WHAT TO WORK ON:
Could you write out the whole listing exactly as it appears?

GIVEN DATA:
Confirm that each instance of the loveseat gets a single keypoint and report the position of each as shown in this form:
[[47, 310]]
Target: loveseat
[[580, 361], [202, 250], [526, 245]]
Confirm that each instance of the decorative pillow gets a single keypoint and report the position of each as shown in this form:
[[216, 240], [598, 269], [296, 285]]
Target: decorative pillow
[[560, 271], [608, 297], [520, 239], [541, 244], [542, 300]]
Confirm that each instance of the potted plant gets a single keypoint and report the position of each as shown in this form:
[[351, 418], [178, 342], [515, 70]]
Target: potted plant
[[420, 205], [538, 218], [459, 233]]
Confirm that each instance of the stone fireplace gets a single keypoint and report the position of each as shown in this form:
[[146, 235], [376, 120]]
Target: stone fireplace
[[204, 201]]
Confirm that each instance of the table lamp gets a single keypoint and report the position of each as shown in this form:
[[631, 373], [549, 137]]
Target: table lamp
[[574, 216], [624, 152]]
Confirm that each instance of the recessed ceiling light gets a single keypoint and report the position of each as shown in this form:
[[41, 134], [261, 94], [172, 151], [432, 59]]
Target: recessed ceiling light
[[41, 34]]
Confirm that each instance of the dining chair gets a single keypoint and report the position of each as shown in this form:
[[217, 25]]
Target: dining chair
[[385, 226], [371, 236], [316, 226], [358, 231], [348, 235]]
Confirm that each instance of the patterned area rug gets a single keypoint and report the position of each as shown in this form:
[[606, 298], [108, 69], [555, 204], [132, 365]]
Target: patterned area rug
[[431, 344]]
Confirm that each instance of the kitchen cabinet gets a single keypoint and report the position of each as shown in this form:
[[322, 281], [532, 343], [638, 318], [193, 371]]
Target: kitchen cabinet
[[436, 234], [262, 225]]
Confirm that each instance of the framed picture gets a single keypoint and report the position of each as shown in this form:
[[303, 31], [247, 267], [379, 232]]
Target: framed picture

OUTPUT FOR THIS TASK:
Confirm that each instance of the loveseat gets a single keypoint and report the position of each as shown in this form:
[[47, 310]]
Target: loveseat
[[580, 361], [202, 250], [526, 245]]
Confirm that each instance of the decorative pillow gets a single keypoint and report the position of each as shown in this form:
[[216, 240], [598, 269], [296, 285]]
Target: decorative pillow
[[560, 271], [608, 297], [520, 239], [541, 244], [542, 300]]
Confirm that each instance of the potted plant gets a single keypoint and report the position of each as shown in this form:
[[351, 418], [178, 342], [515, 70]]
Target: potted plant
[[420, 205], [538, 218], [459, 233]]
Confirm that each instance of the stone fireplace gets a single keypoint and report the position of each as shown in this form:
[[146, 235], [376, 120]]
Target: stone fireplace
[[204, 201]]
Confirm that each instance of the table lamp gets a single keypoint and report the position of each as shown in this form:
[[631, 373], [549, 137]]
Target: table lamp
[[574, 216], [624, 152]]
Confirm that each instance of the recessed ceiling light gets a single keypoint and report the position of each as shown in this form:
[[41, 134], [261, 94], [172, 151], [432, 59]]
Target: recessed ceiling light
[[41, 34]]
Confirm that each instance of the dining chair gets a single keypoint and report the position of each as shown in this form:
[[217, 25]]
Target: dining chair
[[385, 226], [371, 236], [316, 226], [358, 231], [348, 235]]
Confirm that each instance of the patterned area rug gets a single keypoint and report the position of each as shown in this form:
[[606, 298], [108, 69], [555, 204], [132, 365]]
Target: patterned area rug
[[431, 344]]
Confirm that each instance of the kitchen cabinet gets a single keypoint and report the position of each as shown in this form:
[[322, 281], [532, 343], [638, 318], [193, 371]]
Target: kitchen cabinet
[[436, 234], [262, 225]]
Confirm that each instance of the framed picture gets a single keypoint and report the position of each as shown in this form:
[[303, 31], [247, 267], [379, 232]]
Target: framed picture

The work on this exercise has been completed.